→ Passage to read

One disease that is more common in Basenjis than other hounds or similar sized dogs is Fanconi's Syndrome. Researchers estimate that up to ten percent of the total breeding population of Basenjis have Fanconi's Syndrome or will develop the disease. In the Basenji breed it is typically a later onset disease, seen typically after the dog is three years of age and older. This means that many Basenji dogs may have produced one or more litters of puppies before the genetic condition is known unless the dogs have been tested prior to breeding.
The condition occurs when the proximal renal tubules of the kidney do not do their job but actually spill or fail to absorb nutrients and electrolytes back into the blood. This causes these nutrients and electrolytes to be eliminated from the body in the urine, resulting in gradual muscle wasting and gradual overall decrease in health will occur. If not treated early the muscle and tissue damage is irreversible and will lead to death.

→ Material supplied
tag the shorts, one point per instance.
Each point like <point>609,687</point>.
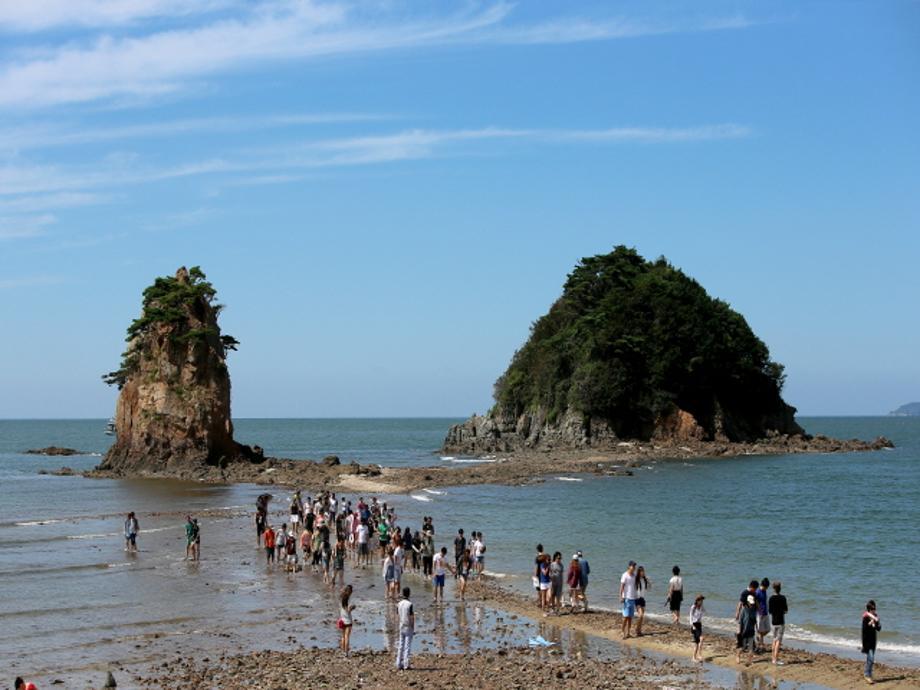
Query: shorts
<point>629,608</point>
<point>676,598</point>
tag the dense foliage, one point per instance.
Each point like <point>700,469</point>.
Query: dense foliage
<point>629,339</point>
<point>180,303</point>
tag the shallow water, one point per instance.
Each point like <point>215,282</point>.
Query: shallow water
<point>836,529</point>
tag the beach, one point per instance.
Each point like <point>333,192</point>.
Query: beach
<point>74,605</point>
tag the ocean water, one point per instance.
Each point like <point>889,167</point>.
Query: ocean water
<point>836,529</point>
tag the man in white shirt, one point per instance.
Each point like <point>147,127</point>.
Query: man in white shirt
<point>628,597</point>
<point>363,534</point>
<point>439,570</point>
<point>399,556</point>
<point>406,630</point>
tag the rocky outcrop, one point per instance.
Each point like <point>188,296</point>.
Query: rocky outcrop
<point>173,412</point>
<point>54,450</point>
<point>678,434</point>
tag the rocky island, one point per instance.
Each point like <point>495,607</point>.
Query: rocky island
<point>635,362</point>
<point>635,351</point>
<point>907,410</point>
<point>173,410</point>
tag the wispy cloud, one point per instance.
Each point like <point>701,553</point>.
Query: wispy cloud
<point>19,227</point>
<point>54,135</point>
<point>29,281</point>
<point>18,184</point>
<point>38,15</point>
<point>165,61</point>
<point>45,202</point>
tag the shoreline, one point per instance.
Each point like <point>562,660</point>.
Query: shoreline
<point>800,666</point>
<point>521,467</point>
<point>502,664</point>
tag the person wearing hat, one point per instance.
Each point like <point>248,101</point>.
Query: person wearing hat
<point>870,627</point>
<point>584,570</point>
<point>748,625</point>
<point>696,627</point>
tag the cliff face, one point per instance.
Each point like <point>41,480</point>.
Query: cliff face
<point>632,350</point>
<point>173,412</point>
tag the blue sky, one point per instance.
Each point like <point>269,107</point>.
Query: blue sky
<point>386,194</point>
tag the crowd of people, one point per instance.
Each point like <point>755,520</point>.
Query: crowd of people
<point>324,533</point>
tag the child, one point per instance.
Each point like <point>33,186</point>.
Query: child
<point>696,627</point>
<point>269,537</point>
<point>345,621</point>
<point>748,628</point>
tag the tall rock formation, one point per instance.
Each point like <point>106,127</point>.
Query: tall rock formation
<point>173,412</point>
<point>633,349</point>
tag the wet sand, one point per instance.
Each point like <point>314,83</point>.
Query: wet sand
<point>799,666</point>
<point>504,668</point>
<point>519,467</point>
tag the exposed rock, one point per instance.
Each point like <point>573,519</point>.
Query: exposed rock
<point>54,450</point>
<point>173,412</point>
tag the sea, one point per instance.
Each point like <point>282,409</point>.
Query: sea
<point>836,529</point>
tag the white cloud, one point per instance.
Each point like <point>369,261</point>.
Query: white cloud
<point>49,136</point>
<point>44,202</point>
<point>19,183</point>
<point>29,281</point>
<point>37,15</point>
<point>166,61</point>
<point>19,227</point>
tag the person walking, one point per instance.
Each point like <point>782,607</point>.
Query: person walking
<point>642,587</point>
<point>628,598</point>
<point>573,580</point>
<point>339,554</point>
<point>556,569</point>
<point>763,617</point>
<point>871,624</point>
<point>427,553</point>
<point>747,627</point>
<point>459,550</point>
<point>584,571</point>
<point>189,536</point>
<point>269,540</point>
<point>545,583</point>
<point>132,527</point>
<point>777,608</point>
<point>696,627</point>
<point>440,567</point>
<point>345,622</point>
<point>406,615</point>
<point>535,578</point>
<point>464,570</point>
<point>675,594</point>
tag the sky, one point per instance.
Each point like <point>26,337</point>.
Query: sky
<point>386,194</point>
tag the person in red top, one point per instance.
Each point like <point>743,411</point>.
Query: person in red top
<point>269,537</point>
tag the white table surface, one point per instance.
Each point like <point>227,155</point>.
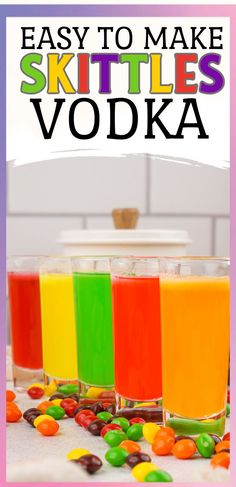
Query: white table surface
<point>33,457</point>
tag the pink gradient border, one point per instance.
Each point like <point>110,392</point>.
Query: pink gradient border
<point>114,11</point>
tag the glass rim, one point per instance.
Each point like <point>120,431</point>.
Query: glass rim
<point>188,259</point>
<point>136,258</point>
<point>92,257</point>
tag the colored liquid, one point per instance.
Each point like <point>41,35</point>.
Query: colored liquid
<point>58,326</point>
<point>94,328</point>
<point>24,301</point>
<point>137,334</point>
<point>195,345</point>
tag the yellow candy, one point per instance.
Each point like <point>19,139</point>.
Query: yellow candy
<point>77,453</point>
<point>56,402</point>
<point>94,392</point>
<point>51,388</point>
<point>142,469</point>
<point>41,418</point>
<point>145,404</point>
<point>36,384</point>
<point>149,431</point>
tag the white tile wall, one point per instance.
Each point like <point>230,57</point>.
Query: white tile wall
<point>51,196</point>
<point>86,185</point>
<point>222,236</point>
<point>37,235</point>
<point>181,188</point>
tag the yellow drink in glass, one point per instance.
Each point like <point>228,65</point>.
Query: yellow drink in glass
<point>58,327</point>
<point>195,350</point>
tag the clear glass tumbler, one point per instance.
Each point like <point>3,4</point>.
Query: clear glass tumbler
<point>195,318</point>
<point>25,320</point>
<point>137,330</point>
<point>93,313</point>
<point>58,321</point>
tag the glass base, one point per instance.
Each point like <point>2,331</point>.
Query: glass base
<point>22,378</point>
<point>214,424</point>
<point>97,393</point>
<point>151,410</point>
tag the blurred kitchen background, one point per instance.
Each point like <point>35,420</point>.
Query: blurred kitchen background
<point>48,197</point>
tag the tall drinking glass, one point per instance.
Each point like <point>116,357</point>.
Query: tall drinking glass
<point>195,305</point>
<point>137,329</point>
<point>93,313</point>
<point>58,322</point>
<point>25,320</point>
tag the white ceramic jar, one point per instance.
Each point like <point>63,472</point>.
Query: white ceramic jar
<point>125,242</point>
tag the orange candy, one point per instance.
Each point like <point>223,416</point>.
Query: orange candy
<point>10,396</point>
<point>184,449</point>
<point>164,432</point>
<point>13,414</point>
<point>48,428</point>
<point>12,405</point>
<point>163,445</point>
<point>44,405</point>
<point>130,446</point>
<point>222,445</point>
<point>221,459</point>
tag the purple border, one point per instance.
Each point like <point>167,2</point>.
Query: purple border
<point>114,11</point>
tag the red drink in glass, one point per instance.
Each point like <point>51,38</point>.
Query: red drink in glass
<point>25,317</point>
<point>137,337</point>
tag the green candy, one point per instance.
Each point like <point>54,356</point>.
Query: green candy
<point>104,416</point>
<point>158,476</point>
<point>116,456</point>
<point>122,422</point>
<point>115,437</point>
<point>135,432</point>
<point>56,412</point>
<point>68,389</point>
<point>205,445</point>
<point>228,409</point>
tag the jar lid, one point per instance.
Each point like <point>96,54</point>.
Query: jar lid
<point>124,237</point>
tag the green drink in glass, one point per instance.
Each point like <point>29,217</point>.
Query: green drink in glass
<point>93,316</point>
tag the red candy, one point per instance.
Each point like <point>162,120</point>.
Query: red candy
<point>221,459</point>
<point>48,428</point>
<point>85,422</point>
<point>70,409</point>
<point>184,449</point>
<point>13,414</point>
<point>80,417</point>
<point>65,402</point>
<point>165,430</point>
<point>110,427</point>
<point>163,445</point>
<point>10,396</point>
<point>35,392</point>
<point>137,420</point>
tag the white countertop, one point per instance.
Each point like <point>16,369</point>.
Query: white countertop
<point>33,457</point>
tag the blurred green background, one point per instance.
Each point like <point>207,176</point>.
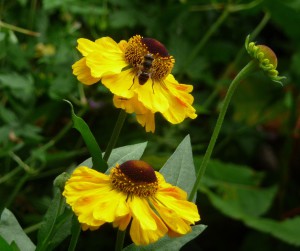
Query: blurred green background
<point>250,196</point>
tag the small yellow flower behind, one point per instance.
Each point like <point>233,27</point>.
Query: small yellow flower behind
<point>132,192</point>
<point>138,72</point>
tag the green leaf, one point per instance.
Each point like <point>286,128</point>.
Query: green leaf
<point>56,225</point>
<point>287,230</point>
<point>179,169</point>
<point>169,244</point>
<point>21,86</point>
<point>121,154</point>
<point>11,231</point>
<point>238,189</point>
<point>98,163</point>
<point>4,246</point>
<point>125,153</point>
<point>219,173</point>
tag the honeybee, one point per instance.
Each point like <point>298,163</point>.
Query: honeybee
<point>144,72</point>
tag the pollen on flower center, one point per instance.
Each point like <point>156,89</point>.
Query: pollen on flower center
<point>134,177</point>
<point>139,49</point>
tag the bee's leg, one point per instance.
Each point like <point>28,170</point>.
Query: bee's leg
<point>132,83</point>
<point>152,86</point>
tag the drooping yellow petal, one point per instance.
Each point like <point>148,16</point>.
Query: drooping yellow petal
<point>174,221</point>
<point>108,59</point>
<point>115,206</point>
<point>83,73</point>
<point>153,95</point>
<point>146,120</point>
<point>122,222</point>
<point>185,209</point>
<point>146,226</point>
<point>180,101</point>
<point>120,84</point>
<point>143,115</point>
<point>88,192</point>
<point>86,46</point>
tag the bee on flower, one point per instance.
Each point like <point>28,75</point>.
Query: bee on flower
<point>138,73</point>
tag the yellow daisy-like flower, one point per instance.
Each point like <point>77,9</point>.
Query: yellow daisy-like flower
<point>138,72</point>
<point>132,192</point>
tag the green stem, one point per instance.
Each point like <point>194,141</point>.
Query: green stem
<point>115,134</point>
<point>248,69</point>
<point>75,234</point>
<point>235,62</point>
<point>120,240</point>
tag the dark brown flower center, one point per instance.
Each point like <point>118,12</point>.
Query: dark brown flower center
<point>135,177</point>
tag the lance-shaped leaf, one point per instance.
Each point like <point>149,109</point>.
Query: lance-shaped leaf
<point>169,244</point>
<point>78,123</point>
<point>179,170</point>
<point>13,234</point>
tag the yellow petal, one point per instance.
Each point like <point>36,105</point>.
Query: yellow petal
<point>83,73</point>
<point>143,115</point>
<point>180,101</point>
<point>146,226</point>
<point>122,222</point>
<point>109,58</point>
<point>93,199</point>
<point>185,209</point>
<point>153,95</point>
<point>174,221</point>
<point>119,84</point>
<point>86,46</point>
<point>111,205</point>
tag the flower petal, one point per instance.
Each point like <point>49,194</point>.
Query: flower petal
<point>143,115</point>
<point>86,46</point>
<point>146,226</point>
<point>185,209</point>
<point>120,84</point>
<point>108,57</point>
<point>180,101</point>
<point>153,95</point>
<point>174,221</point>
<point>83,73</point>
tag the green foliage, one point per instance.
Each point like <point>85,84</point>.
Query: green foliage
<point>12,234</point>
<point>169,244</point>
<point>94,149</point>
<point>256,196</point>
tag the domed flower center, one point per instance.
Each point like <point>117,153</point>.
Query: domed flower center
<point>135,177</point>
<point>149,58</point>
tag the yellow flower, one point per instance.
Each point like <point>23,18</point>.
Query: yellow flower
<point>138,72</point>
<point>132,192</point>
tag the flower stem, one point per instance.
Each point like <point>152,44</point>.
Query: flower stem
<point>120,240</point>
<point>76,229</point>
<point>115,134</point>
<point>247,70</point>
<point>205,38</point>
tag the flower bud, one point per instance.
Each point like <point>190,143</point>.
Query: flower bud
<point>266,59</point>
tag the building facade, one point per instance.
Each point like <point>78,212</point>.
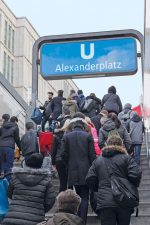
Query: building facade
<point>17,37</point>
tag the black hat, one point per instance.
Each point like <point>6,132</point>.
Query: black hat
<point>34,161</point>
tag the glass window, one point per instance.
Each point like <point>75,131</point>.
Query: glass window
<point>9,37</point>
<point>8,69</point>
<point>12,71</point>
<point>5,36</point>
<point>4,65</point>
<point>13,40</point>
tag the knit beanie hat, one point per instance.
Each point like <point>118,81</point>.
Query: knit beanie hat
<point>127,106</point>
<point>34,161</point>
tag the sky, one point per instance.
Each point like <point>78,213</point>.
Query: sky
<point>51,17</point>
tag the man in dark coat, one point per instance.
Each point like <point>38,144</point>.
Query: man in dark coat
<point>91,106</point>
<point>122,165</point>
<point>29,143</point>
<point>96,120</point>
<point>56,105</point>
<point>78,154</point>
<point>9,136</point>
<point>111,101</point>
<point>124,116</point>
<point>113,123</point>
<point>31,192</point>
<point>47,110</point>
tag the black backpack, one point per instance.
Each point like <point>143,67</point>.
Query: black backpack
<point>124,192</point>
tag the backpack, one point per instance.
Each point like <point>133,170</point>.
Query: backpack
<point>124,192</point>
<point>87,105</point>
<point>46,140</point>
<point>4,204</point>
<point>113,132</point>
<point>126,116</point>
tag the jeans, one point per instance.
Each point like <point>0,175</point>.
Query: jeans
<point>115,216</point>
<point>137,153</point>
<point>7,159</point>
<point>83,192</point>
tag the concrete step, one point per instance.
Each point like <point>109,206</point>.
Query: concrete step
<point>94,220</point>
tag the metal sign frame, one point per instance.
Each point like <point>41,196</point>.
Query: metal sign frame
<point>90,74</point>
<point>78,37</point>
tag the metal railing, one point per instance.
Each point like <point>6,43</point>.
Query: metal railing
<point>147,145</point>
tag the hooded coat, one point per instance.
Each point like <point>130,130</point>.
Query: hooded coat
<point>124,116</point>
<point>29,143</point>
<point>56,106</point>
<point>9,135</point>
<point>110,125</point>
<point>78,153</point>
<point>136,128</point>
<point>71,105</point>
<point>62,218</point>
<point>112,103</point>
<point>32,195</point>
<point>125,166</point>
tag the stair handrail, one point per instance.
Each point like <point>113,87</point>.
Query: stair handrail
<point>147,145</point>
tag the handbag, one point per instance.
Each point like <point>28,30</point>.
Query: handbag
<point>36,116</point>
<point>124,192</point>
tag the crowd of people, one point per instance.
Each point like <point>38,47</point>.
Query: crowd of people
<point>91,138</point>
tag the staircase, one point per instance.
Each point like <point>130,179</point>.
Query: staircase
<point>144,192</point>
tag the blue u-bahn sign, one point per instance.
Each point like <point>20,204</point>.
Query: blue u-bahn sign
<point>89,58</point>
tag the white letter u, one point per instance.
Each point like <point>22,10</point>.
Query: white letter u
<point>90,55</point>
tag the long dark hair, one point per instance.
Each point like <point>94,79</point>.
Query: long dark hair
<point>114,118</point>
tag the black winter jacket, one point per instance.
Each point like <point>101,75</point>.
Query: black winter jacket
<point>123,166</point>
<point>56,106</point>
<point>95,107</point>
<point>96,121</point>
<point>78,153</point>
<point>29,143</point>
<point>110,125</point>
<point>9,135</point>
<point>112,103</point>
<point>32,195</point>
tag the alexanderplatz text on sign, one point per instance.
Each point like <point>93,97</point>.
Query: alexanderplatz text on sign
<point>111,53</point>
<point>115,56</point>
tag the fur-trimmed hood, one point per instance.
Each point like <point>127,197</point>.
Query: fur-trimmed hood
<point>29,176</point>
<point>111,150</point>
<point>73,122</point>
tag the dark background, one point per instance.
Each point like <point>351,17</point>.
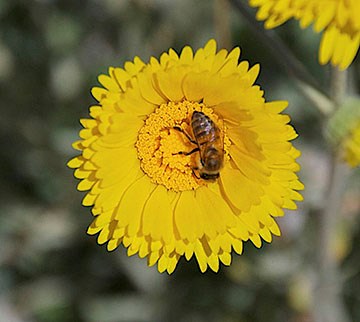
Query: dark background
<point>51,52</point>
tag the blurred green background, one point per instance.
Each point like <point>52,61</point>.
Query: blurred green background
<point>51,52</point>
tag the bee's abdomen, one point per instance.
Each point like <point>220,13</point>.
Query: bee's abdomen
<point>203,128</point>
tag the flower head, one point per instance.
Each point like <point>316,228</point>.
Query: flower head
<point>143,159</point>
<point>338,18</point>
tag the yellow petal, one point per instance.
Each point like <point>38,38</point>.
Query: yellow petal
<point>157,216</point>
<point>132,205</point>
<point>187,215</point>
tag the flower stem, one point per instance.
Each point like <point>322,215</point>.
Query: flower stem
<point>328,303</point>
<point>308,84</point>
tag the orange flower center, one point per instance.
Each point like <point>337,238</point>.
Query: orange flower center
<point>163,143</point>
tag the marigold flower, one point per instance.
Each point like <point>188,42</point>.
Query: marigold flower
<point>338,18</point>
<point>145,190</point>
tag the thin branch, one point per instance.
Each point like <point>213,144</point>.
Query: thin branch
<point>286,59</point>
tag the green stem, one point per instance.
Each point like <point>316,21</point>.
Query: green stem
<point>308,85</point>
<point>328,302</point>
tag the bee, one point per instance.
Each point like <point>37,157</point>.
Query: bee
<point>207,137</point>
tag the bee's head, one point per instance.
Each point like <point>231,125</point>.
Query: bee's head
<point>209,176</point>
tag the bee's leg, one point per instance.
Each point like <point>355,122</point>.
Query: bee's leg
<point>178,128</point>
<point>187,153</point>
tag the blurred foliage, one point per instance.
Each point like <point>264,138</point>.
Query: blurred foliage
<point>50,54</point>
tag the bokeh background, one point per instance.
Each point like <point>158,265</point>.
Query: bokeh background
<point>51,52</point>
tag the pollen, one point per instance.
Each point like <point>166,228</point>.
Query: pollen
<point>162,145</point>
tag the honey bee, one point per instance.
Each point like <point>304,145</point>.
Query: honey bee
<point>209,142</point>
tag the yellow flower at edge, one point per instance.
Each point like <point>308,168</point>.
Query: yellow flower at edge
<point>146,192</point>
<point>339,20</point>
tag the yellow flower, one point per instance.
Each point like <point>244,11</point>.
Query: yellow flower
<point>338,18</point>
<point>149,196</point>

→ Set of tasks
a. According to the Fanconi's Syndrome passage, at what age is the disease typically seen in Basenjis?
b. List every effect on the dog that the Fanconi's Syndrome passage says follows from the condition.
c. Please write out the Fanconi's Syndrome passage from "One disease that" to "prior to breeding.".

→ Solutions to the problems
a. It is typically seen after the dog is three years of age and older.

b.
- Nutrients and electrolytes are eliminated from the body in the urine
- Gradual muscle wasting
- Gradual overall decrease in health
- Irreversible muscle and tissue damage, if not treated early
- Death

c.
One disease that is more common in Basenjis than other hounds or similar sized dogs is Fanconi's Syndrome. Researchers estimate that up to ten percent of the total breeding population of Basenjis have Fanconi's Syndrome or will develop the disease. In the Basenji breed it is typically a later onset disease, seen typically after the dog is three years of age and older. This means that many Basenji dogs may have produced one or more litters of puppies before the genetic condition is known unless the dogs have been tested prior to breeding.